● Work to do
In the records below, write out word for word every line from the one containing "find white cloud" through the last line of the records, including both ends.

● Data to process
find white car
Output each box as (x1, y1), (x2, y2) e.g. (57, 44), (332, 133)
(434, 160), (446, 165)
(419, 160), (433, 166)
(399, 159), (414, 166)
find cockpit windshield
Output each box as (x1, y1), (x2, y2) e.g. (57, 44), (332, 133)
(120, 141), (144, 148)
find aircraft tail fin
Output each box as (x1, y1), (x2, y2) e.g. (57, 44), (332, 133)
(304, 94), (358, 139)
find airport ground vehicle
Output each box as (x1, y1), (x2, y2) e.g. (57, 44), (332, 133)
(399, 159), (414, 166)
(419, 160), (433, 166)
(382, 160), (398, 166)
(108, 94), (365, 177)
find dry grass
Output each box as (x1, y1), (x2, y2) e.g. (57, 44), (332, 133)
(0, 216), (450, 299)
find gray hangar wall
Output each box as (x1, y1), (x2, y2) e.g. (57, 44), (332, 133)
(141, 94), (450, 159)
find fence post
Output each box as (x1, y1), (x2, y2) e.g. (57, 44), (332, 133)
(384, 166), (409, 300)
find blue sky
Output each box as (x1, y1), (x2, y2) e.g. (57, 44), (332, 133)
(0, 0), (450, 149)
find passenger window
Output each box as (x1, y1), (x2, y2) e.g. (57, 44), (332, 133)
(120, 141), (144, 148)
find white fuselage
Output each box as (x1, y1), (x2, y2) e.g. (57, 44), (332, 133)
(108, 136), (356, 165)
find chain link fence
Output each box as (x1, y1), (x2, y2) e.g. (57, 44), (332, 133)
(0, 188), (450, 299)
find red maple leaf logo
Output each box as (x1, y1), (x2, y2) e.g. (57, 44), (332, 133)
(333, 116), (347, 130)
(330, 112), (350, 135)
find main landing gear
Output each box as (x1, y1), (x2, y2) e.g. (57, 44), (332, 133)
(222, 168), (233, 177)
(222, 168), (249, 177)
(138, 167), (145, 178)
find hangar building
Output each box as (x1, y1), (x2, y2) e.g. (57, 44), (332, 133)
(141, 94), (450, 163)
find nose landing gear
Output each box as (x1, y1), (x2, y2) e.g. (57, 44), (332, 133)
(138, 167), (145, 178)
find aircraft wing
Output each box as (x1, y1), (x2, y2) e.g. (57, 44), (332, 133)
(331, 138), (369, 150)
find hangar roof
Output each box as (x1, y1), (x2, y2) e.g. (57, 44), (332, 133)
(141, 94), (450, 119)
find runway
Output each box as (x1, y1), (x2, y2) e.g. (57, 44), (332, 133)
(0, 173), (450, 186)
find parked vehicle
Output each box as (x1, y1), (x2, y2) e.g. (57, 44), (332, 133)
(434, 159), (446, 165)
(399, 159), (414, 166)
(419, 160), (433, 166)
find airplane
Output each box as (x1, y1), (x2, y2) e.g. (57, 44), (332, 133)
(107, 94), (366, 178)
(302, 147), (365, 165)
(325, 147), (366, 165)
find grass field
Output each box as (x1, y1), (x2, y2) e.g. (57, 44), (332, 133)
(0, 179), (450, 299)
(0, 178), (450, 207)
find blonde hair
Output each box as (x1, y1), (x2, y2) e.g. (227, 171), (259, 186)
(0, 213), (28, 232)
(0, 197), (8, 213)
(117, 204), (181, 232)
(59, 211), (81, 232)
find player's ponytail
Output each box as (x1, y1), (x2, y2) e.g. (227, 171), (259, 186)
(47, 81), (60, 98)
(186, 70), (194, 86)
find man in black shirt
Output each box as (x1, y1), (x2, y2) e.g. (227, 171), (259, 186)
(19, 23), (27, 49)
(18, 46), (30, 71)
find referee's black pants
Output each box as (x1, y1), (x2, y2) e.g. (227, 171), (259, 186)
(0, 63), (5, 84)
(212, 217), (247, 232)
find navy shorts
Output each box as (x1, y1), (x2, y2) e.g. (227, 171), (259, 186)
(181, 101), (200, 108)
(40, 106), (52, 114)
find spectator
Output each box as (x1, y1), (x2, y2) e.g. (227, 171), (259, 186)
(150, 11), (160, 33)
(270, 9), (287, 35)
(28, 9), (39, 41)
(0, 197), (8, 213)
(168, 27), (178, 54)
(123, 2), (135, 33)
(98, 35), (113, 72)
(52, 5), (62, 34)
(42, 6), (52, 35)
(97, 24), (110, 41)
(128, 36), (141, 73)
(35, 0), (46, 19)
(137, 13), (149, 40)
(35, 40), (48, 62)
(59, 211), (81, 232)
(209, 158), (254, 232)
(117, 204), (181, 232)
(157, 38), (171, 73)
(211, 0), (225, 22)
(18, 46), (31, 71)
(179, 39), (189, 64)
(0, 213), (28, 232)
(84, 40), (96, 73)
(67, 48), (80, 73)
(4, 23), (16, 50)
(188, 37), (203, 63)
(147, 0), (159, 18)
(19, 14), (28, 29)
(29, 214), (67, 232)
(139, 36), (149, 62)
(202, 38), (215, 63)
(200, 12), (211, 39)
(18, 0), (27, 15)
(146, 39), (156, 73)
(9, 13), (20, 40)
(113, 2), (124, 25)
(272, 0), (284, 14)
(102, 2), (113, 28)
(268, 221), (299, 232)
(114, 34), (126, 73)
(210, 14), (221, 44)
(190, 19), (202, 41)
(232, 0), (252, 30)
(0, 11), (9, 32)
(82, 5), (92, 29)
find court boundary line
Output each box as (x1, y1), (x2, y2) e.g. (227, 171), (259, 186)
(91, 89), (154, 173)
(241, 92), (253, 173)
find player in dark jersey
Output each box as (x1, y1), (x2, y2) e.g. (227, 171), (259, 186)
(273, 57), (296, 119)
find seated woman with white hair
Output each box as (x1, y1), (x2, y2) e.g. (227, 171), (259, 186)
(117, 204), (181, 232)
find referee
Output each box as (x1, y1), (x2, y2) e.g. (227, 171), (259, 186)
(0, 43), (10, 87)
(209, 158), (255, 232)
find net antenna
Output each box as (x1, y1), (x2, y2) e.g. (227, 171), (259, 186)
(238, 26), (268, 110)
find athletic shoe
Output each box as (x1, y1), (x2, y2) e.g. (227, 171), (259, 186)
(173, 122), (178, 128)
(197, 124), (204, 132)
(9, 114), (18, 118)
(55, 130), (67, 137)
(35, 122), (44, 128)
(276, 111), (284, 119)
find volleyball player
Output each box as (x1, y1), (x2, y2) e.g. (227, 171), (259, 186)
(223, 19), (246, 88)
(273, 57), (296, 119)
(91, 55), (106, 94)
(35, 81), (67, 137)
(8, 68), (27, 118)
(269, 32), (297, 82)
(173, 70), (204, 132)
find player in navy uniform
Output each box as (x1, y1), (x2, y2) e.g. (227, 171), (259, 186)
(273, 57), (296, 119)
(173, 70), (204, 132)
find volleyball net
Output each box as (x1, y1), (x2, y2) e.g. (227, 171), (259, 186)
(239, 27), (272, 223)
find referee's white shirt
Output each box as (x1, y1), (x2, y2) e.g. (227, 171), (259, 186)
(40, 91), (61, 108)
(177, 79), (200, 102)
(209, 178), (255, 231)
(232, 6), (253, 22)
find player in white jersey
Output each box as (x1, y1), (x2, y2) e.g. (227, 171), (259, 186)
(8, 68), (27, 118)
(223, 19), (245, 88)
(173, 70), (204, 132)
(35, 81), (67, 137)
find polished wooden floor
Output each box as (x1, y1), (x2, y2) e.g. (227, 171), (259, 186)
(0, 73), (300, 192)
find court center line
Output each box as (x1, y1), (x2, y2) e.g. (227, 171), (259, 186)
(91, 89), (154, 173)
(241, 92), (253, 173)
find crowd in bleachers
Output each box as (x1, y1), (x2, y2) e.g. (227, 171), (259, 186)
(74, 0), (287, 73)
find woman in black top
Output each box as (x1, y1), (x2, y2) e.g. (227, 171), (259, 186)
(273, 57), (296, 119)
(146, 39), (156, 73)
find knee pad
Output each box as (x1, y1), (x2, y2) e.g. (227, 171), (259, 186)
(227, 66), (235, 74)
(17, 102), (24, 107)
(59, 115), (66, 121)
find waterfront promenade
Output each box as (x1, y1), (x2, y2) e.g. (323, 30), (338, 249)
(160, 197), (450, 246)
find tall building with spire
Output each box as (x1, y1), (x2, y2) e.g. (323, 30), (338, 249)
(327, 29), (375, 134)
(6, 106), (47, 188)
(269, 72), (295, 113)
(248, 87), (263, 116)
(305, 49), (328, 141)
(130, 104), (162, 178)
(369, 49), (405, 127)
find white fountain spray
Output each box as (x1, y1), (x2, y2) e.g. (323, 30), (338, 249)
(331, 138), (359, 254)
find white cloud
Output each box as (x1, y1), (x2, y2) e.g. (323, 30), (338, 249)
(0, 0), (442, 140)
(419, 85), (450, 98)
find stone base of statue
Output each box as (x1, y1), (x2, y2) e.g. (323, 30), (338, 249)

● Exercise response
find white cloud
Output each box as (x1, y1), (x2, y2) e.g. (323, 30), (338, 249)
(0, 0), (442, 140)
(419, 85), (450, 98)
find stone base of statue
Output each box as (x1, y1), (x2, y2) e.g. (323, 30), (338, 249)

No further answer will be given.